## Directions for this task
Retype every entry below without pictures.
──────── Source material
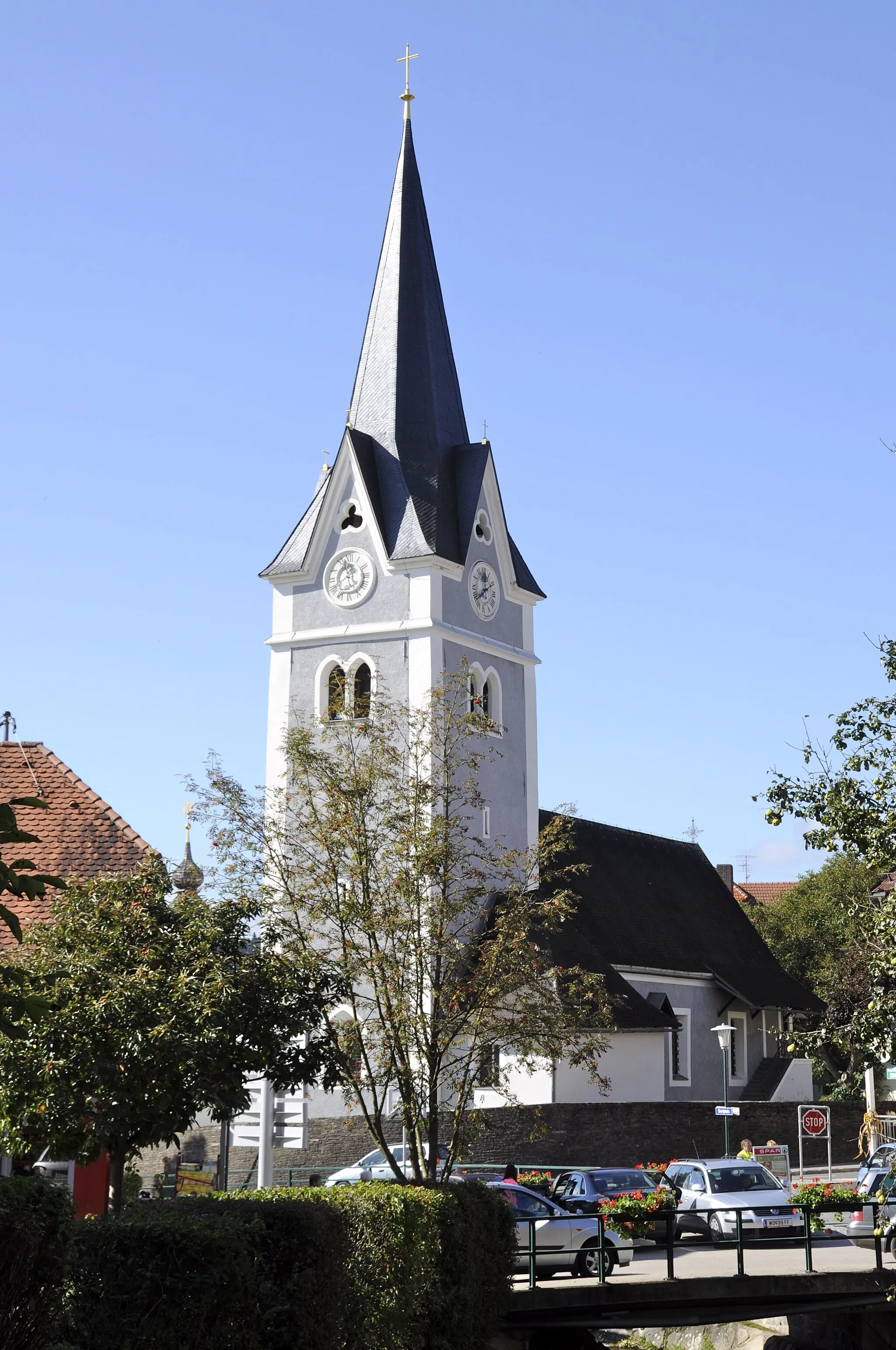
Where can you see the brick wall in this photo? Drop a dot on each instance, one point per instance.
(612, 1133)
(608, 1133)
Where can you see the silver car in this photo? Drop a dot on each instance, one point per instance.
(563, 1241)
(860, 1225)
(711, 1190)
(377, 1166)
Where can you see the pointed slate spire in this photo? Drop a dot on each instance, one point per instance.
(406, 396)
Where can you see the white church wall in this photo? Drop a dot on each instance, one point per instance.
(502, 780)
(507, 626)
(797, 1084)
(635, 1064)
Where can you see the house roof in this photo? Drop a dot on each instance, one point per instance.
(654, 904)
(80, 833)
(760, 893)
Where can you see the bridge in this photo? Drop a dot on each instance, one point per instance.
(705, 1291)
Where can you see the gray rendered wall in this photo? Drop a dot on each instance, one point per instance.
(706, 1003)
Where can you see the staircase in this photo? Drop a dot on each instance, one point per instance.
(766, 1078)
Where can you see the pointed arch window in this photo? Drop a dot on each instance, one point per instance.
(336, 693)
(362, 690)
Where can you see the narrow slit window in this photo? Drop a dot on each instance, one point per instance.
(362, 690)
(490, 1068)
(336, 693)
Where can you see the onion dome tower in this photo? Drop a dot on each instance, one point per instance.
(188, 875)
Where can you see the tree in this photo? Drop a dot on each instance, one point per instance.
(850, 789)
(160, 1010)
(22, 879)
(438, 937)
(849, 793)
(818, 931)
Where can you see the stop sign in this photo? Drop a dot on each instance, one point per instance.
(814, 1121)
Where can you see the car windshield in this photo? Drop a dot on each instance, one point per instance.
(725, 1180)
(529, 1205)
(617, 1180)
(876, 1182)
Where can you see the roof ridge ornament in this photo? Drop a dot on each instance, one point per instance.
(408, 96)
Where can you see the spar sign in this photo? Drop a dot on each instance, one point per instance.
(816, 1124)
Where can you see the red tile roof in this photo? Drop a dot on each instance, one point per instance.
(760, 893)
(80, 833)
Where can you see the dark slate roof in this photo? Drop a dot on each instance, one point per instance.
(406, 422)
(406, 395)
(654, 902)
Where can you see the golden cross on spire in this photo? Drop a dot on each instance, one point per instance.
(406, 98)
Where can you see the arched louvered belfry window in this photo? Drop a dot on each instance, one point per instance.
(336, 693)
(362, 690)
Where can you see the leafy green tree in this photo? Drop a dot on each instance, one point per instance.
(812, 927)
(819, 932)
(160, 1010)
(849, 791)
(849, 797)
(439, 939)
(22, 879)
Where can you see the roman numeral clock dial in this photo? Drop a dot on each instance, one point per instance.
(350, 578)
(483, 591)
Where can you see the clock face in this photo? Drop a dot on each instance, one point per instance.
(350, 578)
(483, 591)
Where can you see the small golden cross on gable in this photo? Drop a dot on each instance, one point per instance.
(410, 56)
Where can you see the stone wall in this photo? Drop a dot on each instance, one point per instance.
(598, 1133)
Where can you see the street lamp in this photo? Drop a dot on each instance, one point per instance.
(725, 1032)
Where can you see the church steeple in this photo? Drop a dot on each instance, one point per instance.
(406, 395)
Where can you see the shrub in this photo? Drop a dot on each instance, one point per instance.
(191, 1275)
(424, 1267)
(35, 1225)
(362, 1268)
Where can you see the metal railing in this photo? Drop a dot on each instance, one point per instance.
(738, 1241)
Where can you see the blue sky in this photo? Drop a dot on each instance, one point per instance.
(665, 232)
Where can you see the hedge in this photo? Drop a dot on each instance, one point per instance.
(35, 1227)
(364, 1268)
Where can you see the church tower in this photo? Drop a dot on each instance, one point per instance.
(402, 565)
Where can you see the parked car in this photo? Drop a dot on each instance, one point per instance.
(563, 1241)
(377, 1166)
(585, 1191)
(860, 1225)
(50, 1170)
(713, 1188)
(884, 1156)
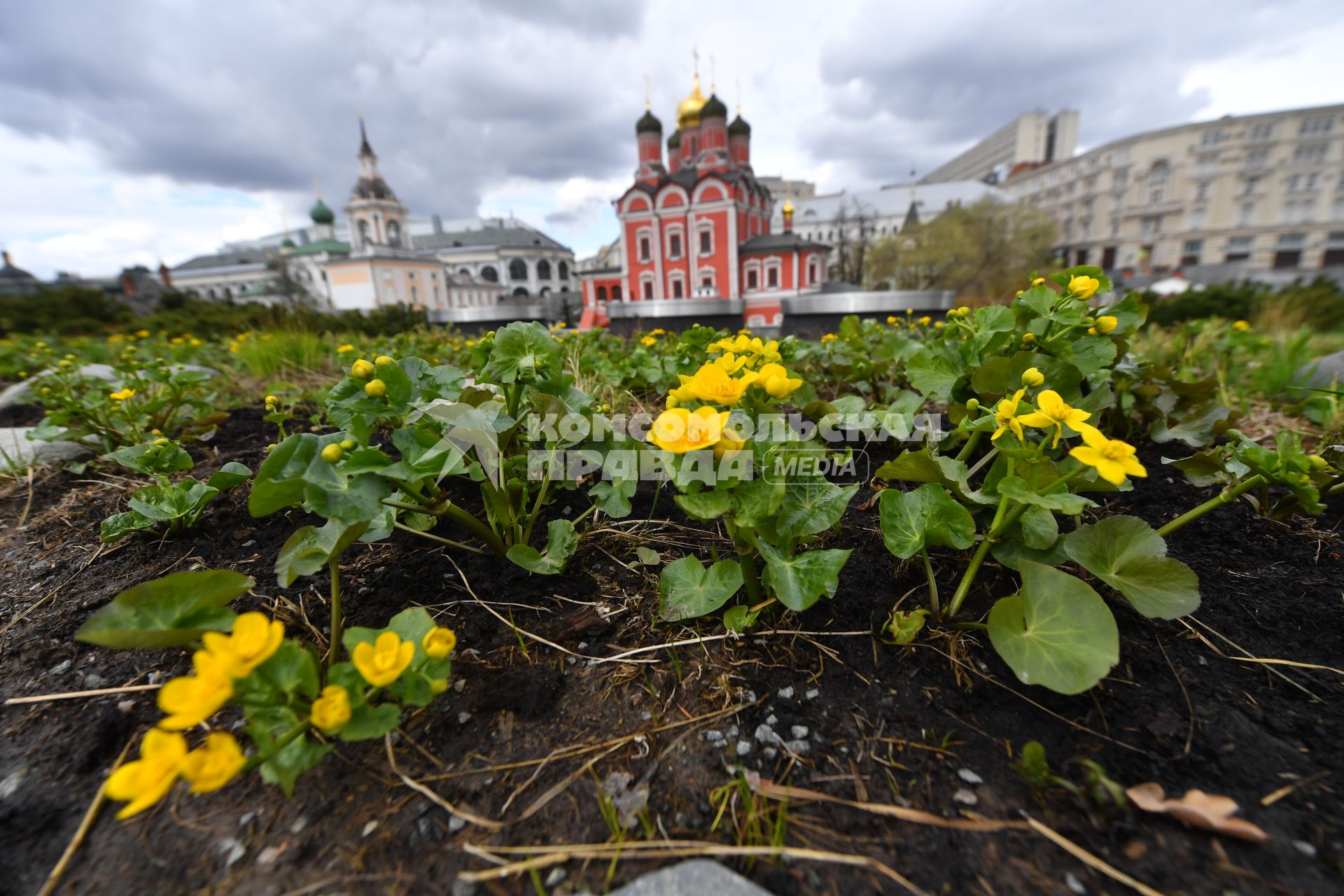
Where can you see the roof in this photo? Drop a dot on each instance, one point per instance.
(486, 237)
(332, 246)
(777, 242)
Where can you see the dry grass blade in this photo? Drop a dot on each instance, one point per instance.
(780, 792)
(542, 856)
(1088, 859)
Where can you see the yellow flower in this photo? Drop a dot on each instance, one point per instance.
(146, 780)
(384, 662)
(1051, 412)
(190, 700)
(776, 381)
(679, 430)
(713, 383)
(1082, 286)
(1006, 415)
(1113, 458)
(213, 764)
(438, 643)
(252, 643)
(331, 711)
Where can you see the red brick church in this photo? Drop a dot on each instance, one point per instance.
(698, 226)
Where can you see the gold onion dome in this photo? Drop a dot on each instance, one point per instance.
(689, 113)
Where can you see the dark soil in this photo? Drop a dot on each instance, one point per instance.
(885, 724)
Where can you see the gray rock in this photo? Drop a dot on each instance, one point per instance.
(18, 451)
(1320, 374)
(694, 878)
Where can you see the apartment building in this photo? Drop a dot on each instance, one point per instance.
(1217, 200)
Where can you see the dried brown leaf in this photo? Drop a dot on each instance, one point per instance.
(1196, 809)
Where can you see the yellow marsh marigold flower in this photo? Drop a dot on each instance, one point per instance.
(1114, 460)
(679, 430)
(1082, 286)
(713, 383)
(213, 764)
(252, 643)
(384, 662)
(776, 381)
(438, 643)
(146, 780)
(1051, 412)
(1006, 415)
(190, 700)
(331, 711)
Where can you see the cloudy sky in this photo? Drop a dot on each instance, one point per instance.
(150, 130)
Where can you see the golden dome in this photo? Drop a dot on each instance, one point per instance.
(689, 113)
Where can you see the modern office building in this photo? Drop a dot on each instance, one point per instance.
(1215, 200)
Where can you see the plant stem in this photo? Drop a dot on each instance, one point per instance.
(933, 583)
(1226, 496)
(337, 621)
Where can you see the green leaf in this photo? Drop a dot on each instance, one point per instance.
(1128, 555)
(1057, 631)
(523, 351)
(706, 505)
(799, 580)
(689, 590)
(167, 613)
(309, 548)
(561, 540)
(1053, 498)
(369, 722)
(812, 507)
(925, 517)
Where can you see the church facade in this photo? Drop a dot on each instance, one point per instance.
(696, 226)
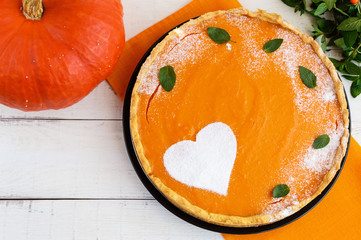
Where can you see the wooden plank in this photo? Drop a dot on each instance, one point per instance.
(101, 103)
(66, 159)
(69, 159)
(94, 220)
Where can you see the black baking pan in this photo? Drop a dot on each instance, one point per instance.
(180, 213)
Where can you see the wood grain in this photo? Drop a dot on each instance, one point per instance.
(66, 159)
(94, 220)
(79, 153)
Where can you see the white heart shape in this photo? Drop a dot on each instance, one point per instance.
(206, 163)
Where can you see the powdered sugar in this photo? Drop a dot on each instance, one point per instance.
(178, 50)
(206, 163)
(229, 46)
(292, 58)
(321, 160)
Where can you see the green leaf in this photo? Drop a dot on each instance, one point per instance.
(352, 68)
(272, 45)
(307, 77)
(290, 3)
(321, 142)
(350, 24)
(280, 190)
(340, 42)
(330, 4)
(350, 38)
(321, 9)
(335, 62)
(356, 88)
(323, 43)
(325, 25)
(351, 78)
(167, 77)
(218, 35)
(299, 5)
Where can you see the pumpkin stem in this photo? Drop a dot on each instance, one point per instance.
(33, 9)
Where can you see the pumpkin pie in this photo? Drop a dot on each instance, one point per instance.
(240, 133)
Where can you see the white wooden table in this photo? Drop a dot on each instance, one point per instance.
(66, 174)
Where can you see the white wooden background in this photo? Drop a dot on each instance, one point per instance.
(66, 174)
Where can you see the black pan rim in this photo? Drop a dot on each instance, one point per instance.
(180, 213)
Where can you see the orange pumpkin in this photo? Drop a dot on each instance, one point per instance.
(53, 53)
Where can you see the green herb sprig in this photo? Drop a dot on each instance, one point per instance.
────────────────
## Completed task
Where can you see the brick wall in this photo? Drop a dot on each instance, one point per instance.
(612, 1133)
(608, 1133)
Where can you see the silver car in this photo? Drop a dot on each instance, one point per instance.
(563, 1241)
(860, 1225)
(711, 1190)
(377, 1166)
Where can you see the pointed slate spire in this photo? Drop a dot on each instance, one point per instance.
(406, 396)
Where can you see the white church wall in this photo? Drop a dot on each instance, one point per instance.
(502, 780)
(507, 626)
(797, 1084)
(635, 1064)
Where can you see the house roof in this photo? Drop a dot on each instance, one point per instance.
(654, 904)
(80, 833)
(760, 893)
Where can you see the bridge in this photo? Drop a dot on each instance, one point per instance.
(705, 1291)
Where can you see the gray rendered wall in this photo? Drop a dot on each instance, one point per instance.
(706, 1003)
Where can you see the staircase in this photo? Drop a dot on each instance, one point per instance.
(766, 1078)
Where can you see the pointed arch window in this photo? Drop a dot on each instance, one point per instance.
(336, 693)
(362, 690)
Where can you see the narrow slit window in this photo? Drop a dot on each instance, one point per instance.
(362, 690)
(490, 1068)
(336, 693)
Where can you see the onion dome tower in this photo? Drop a dot on each instance, one point per instance.
(188, 875)
Where can you see the tree in this photo? Drop a dot on each instance, one point per instance.
(850, 789)
(160, 1010)
(22, 879)
(438, 937)
(849, 793)
(818, 931)
Where can you see the stop sign in this photo? Drop a dot on each instance, one point per instance.
(814, 1121)
Where can you see the car windshield in this photo? Drop a dot on each instance, one point per instance.
(725, 1180)
(529, 1205)
(617, 1180)
(876, 1182)
Where can you see the roof ridge ornament in this photo? Drop a dot on each instance, one point per instance.
(408, 96)
Where can you see the spar sign in this photo? Drop a dot on each instance, one point per instance.
(816, 1124)
Where can you see the red tile roof in this photo? Drop a dot on each instance, one point per instance.
(760, 893)
(80, 833)
Where can you see the dark slate roof in this photo? Drop a dot on each instance, one point per instance.
(406, 422)
(406, 395)
(654, 902)
Where can you see the golden cross on spire in this photo? Drop a dot on each instance, one point per instance.
(406, 98)
Where can you see the arched louvered belfry window in this photo? Drop a dot on each instance, one point per instance.
(336, 693)
(362, 690)
Where can you see the leafy green tree in this photo? Drop a dot on each instance, one point per instance.
(812, 927)
(819, 932)
(160, 1010)
(849, 791)
(849, 797)
(439, 939)
(22, 879)
Where can you see the roman numeral clock dial in this photo? Drop a dot on each instance, one point per instance.
(350, 578)
(483, 591)
Where can you see the clock face in this photo? Drop a dot on each instance, one point per instance.
(350, 578)
(483, 591)
Where can you see the small golden cross on gable in this photo? Drop a dot on each instance, one point per instance.
(410, 56)
Where can you see the stone wall in this photo? Drop a dot on each instance, one point per instance.
(598, 1133)
Where can you see the street lamp in this photo? Drop a dot on each instance, one point per instance.
(725, 1032)
Where can you see the church steeple in this photo? Drop a dot on each instance, one point per instance.
(406, 395)
Where can you see the shrub in this photo? Drop a dot on each instance, one point per instance.
(191, 1275)
(424, 1267)
(35, 1225)
(362, 1268)
Where can you see the metal railing in this photo? Drop a dot on each instance, one point per instance.
(738, 1241)
Where can you see the blue sky in this photo? Drop a dot on each instance, one point per instance.
(665, 232)
Where can you see the hedge in this photo? Drop a dot on each instance, one point per instance.
(35, 1227)
(364, 1268)
Where can you see the church tower in this photo? Drop a dot on each instance, one point per instance.
(402, 565)
Where can you see the parked car in this photo? Drop a dot on each instance, one point per instance.
(563, 1241)
(377, 1166)
(585, 1191)
(860, 1225)
(50, 1170)
(713, 1188)
(884, 1156)
Where can you see the roof in this photo? Drop a dot on each instance, one point per instance.
(486, 237)
(332, 246)
(777, 242)
Where can you see the dry grass blade in this photo? Drop a dot on each instance, one point per instance.
(780, 792)
(542, 856)
(1088, 859)
Where can you see the yellow flower in this photo? Drop a dot on each instance, one point per instance.
(146, 780)
(384, 662)
(1051, 412)
(190, 700)
(776, 381)
(679, 430)
(713, 383)
(1082, 286)
(1006, 415)
(1113, 458)
(213, 764)
(438, 643)
(252, 643)
(331, 711)
Where can you see the red brick church in this photo? Drop a dot on each instance, one point per instance.
(698, 226)
Where can you see the gold onion dome in this photo? Drop a dot on each instance, one point per instance.
(689, 113)
Where can you see the dark soil in this photo? Drop a dot on each instance, one point per instance.
(885, 724)
Where can you see the gray rock in this photo? Drop a dot on each instance, one point per instance.
(18, 451)
(1320, 374)
(694, 878)
Where can you see the apartment building in this photo? Drop a dot on each instance, one point per instance.
(1217, 200)
Where can you see the dried brown leaf in this photo? Drop a dot on each instance, one point per instance.
(1196, 809)
Where can you see the yellow marsh marigold flower in this photo? Drop a dot on each instance, one point per instance.
(1114, 460)
(679, 430)
(1082, 286)
(713, 383)
(213, 764)
(252, 643)
(384, 662)
(776, 381)
(438, 643)
(146, 780)
(1051, 412)
(1006, 415)
(190, 700)
(331, 711)
Where can you see the cloudy sky in this photo? Drop a dot on each instance, one point per instance.
(150, 130)
Where can you see the golden dome in this photo? Drop a dot on each instance, one point per instance.
(689, 113)
Where can you see the modern office building in this photo? Drop a dot on each instance, one point per instance.
(1215, 200)
Where can you see the plant stem in this photo? Drop a dot on each instance, one point per instance.
(933, 583)
(1226, 496)
(337, 621)
Where can you see the green leaf in this photo? Drop a dot on each instance, one point per instance.
(1128, 555)
(1057, 631)
(523, 351)
(706, 505)
(799, 580)
(689, 590)
(167, 613)
(309, 548)
(561, 540)
(1053, 498)
(369, 722)
(812, 507)
(925, 517)
Where can you see the church facade in this photo? Drop a dot on each instance, one point per instance.
(696, 226)
Where can you see the wooden plank in this photo? Drop a dot on each instance, one point per instance.
(101, 103)
(66, 159)
(69, 159)
(94, 220)
Where can you see the black baking pan in this photo? Drop a dot on each instance, one point per instance.
(180, 213)
Where can you see the wood grain in this photo? Drop a dot on each instance, one point per instance.
(66, 159)
(94, 220)
(79, 153)
Where can you see the white heart shape in this photo? Drop a dot on each instance, one point per instance.
(206, 163)
Where can you see the powdered sugar in this photo? Drop a dot on each instance, one point per instance.
(178, 50)
(206, 163)
(229, 46)
(292, 58)
(321, 160)
Where can you see the green leaf in this photo? Drop a dot on each instance, one point per instance.
(352, 68)
(272, 45)
(307, 77)
(290, 3)
(321, 142)
(350, 24)
(280, 190)
(340, 42)
(330, 4)
(350, 38)
(321, 9)
(335, 62)
(356, 88)
(323, 43)
(325, 25)
(351, 78)
(167, 77)
(218, 35)
(299, 5)
Where can you see the pumpkin stem in this photo? Drop a dot on each instance, one point per instance.
(33, 9)
Where can you see the pumpkin pie in this photo? Drop a dot on each instance, one point per instance.
(240, 133)
Where can you see the white wooden table in this photo? Drop a dot on each instance, one point per instance.
(66, 174)
Where can you see the white wooden background in this photo? Drop a dot on each instance, one point per instance.
(66, 174)
Where can you see the black pan rim in this photo? Drop a dot on each instance, one point per instance.
(180, 213)
Where can you see the orange pumpkin in this photo? Drop a dot on each instance, one point per instance.
(53, 53)
Where can you see the green herb sprig in this photo? Drop a dot on each instance, one point per instance.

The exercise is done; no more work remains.